#### Short task:
Return the forum thread on the Krank Rev 1 amplifier word for word, from its title through the final post.

#### Text excerpt:

· · · · ·

# Krank rev 1 yes or not ?



## Tachy (Jul 7, 2017)

Hi guys , I found a Krank rev 1 for a really ridicolous price , 400 euros... I read a lot of bad things about Krank amps in general... what do you think about the rev 1 ? 
I play mostly modern metal with an 8 string guitar ...


----------



## mnemonic (Jul 7, 2017)

Most of the bad stuff I read was to do with employees planting fake reviews online, there was a big push back to that. 

It seemed one day, every other metal band was endorsed by Krank, then all of a sudden, nobody was. Too much of their money spent on marketing I guess. 

I'm not sure what the differences are between Rev 1 and Rev 2, but I think I have read the 2's are easier to work with and easier to dial in. I remember playing a krankenstien many years ago, probably more than a decade ago, when they were popular, I remember liking it but that's all I remember. Too long ago. 

My understanding is they are quality amps, but get a bad rep because of those marketing fuck ups. Also the general terrible web design for anything Tony Krank is involved with. 

I'd listen to some clips on YouTube and the like to see if it's the kind of sound you like. It's on my list as an amp I'd like to own one day. I'd pick one up for that price, for sure.


----------



## jsmalleus (Jul 7, 2017)

I really like my rev1+, I haven't played the original rev, but the usable presence range on my + is pretty small (I want to swap out the pot to open it up a bit some point), I really don't take mine up past 3, and never up to noon. I think a lot of folks set the presence up too high because they were used to being able to do that with other amps and then dismissed the amp as thin sounding garbage, because well that's what it sounds like if you crank up the presence. The sweep has more range, but I tend to keep it on the first half of the spectrum as well. You can make changes elsewhere to crank it up a bit if you want though. Find the sweet spot on it with your particular gear and the amp is killer. I think for an 8 string I'd lean towards the krankenstein rather than the rev if I had a choice, but the rev can get pretty tight and if you throw an OD in front it'd probably be fine for 8-string.

· · · · ·

#### Stored rows:
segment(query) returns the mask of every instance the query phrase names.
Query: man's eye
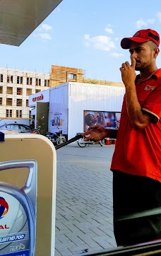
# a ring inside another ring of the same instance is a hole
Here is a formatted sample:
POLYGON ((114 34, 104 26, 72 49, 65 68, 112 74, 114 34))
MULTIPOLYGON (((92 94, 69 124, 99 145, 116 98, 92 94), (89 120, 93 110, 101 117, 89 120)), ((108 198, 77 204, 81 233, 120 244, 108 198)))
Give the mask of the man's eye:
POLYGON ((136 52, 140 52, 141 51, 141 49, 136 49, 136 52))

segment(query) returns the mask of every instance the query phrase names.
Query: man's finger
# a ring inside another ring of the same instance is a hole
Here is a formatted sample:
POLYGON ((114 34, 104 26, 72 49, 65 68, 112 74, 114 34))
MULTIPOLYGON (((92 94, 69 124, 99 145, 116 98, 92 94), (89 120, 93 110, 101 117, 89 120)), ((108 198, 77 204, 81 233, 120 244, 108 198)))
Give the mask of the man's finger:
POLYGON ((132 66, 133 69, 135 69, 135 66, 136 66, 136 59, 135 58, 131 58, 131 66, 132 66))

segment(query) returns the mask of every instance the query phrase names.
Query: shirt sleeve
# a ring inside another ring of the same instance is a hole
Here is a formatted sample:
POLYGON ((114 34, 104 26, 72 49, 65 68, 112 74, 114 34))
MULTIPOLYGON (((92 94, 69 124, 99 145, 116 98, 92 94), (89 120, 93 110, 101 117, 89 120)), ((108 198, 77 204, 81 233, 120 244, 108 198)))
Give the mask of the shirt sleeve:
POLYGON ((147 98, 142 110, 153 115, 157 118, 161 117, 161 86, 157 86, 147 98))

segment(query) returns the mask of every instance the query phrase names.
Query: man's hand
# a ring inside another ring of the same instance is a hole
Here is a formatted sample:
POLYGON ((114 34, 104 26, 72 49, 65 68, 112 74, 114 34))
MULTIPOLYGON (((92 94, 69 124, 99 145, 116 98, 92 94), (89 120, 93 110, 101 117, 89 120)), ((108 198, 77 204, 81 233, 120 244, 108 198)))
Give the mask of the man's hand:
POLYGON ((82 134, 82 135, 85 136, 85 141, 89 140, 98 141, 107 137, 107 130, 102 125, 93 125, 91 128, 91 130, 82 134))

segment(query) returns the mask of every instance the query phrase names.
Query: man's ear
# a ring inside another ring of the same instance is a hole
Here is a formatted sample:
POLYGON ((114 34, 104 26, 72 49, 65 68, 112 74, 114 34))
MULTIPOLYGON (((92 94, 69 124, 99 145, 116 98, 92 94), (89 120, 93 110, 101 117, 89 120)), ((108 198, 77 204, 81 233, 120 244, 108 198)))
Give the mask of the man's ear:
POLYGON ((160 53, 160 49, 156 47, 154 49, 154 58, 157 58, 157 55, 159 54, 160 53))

· · · · ·

#### Finished answer:
# Krank rev 1 yes or not ?



## Tachy (Jul 7, 2017)

Hi guys , I found a Krank rev 1 for a really ridicolous price , 400 euros... I read a lot of bad things about Krank amps in general... what do you think about the rev 1 ? 
I play mostly modern metal with an 8 string guitar ...


----------



## mnemonic (Jul 7, 2017)

Most of the bad stuff I read was to do with employees planting fake reviews online, there was a big push back to that. 

It seemed one day, every other metal band was endorsed by Krank, then all of a sudden, nobody was. Too much of their money spent on marketing I guess. 

I'm not sure what the differences are between Rev 1 and Rev 2, but I think I have read the 2's are easier to work with and easier to dial in. I remember playing a krankenstien many years ago, probably more than a decade ago, when they were popular, I remember liking it but that's all I remember. Too long ago. 

My understanding is they are quality amps, but get a bad rep because of those marketing fuck ups. Also the general terrible web design for anything Tony Krank is involved with. 

I'd listen to some clips on YouTube and the like to see if it's the kind of sound you like. It's on my list as an amp I'd like to own one day. I'd pick one up for that price, for sure.


----------



## jsmalleus (Jul 7, 2017)

I really like my rev1+, I haven't played the original rev, but the usable presence range on my + is pretty small (I want to swap out the pot to open it up a bit some point), I really don't take mine up past 3, and never up to noon. I think a lot of folks set the presence up too high because they were used to being able to do that with other amps and then dismissed the amp as thin sounding garbage, because well that's what it sounds like if you crank up the presence. The sweep has more range, but I tend to keep it on the first half of the spectrum as well. You can make changes elsewhere to crank it up a bit if you want though. Find the sweet spot on it with your particular gear and the amp is killer. I think for an 8 string I'd lean towards the krankenstein rather than the rev if I had a choice, but the rev can get pretty tight and if you throw an OD in front it'd probably be fine for 8-string.